What is needed — Reproduce every line of the records below verbatim, omitting the pictures.

Records —
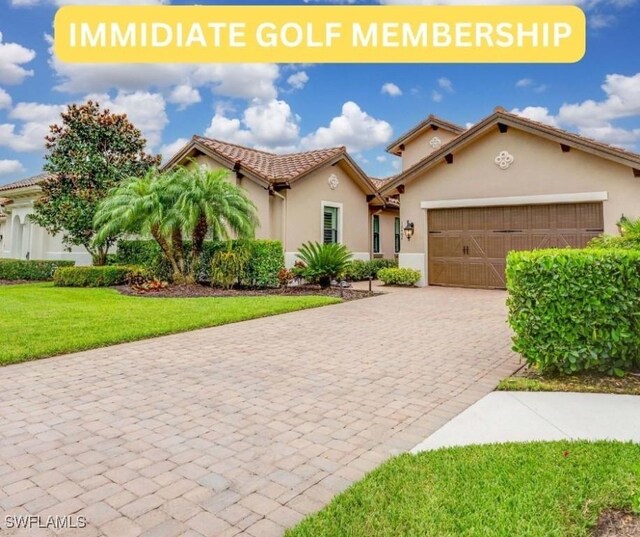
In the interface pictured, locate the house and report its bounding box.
[380,108,640,288]
[0,136,400,266]
[0,173,91,265]
[164,136,399,266]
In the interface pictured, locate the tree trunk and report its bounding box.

Task result —
In the interface pictured, locate the house and report its bounding box.
[380,108,640,288]
[0,136,400,266]
[0,173,91,265]
[164,136,399,266]
In the interface pictured, locate the tree trunk and report its bounding box.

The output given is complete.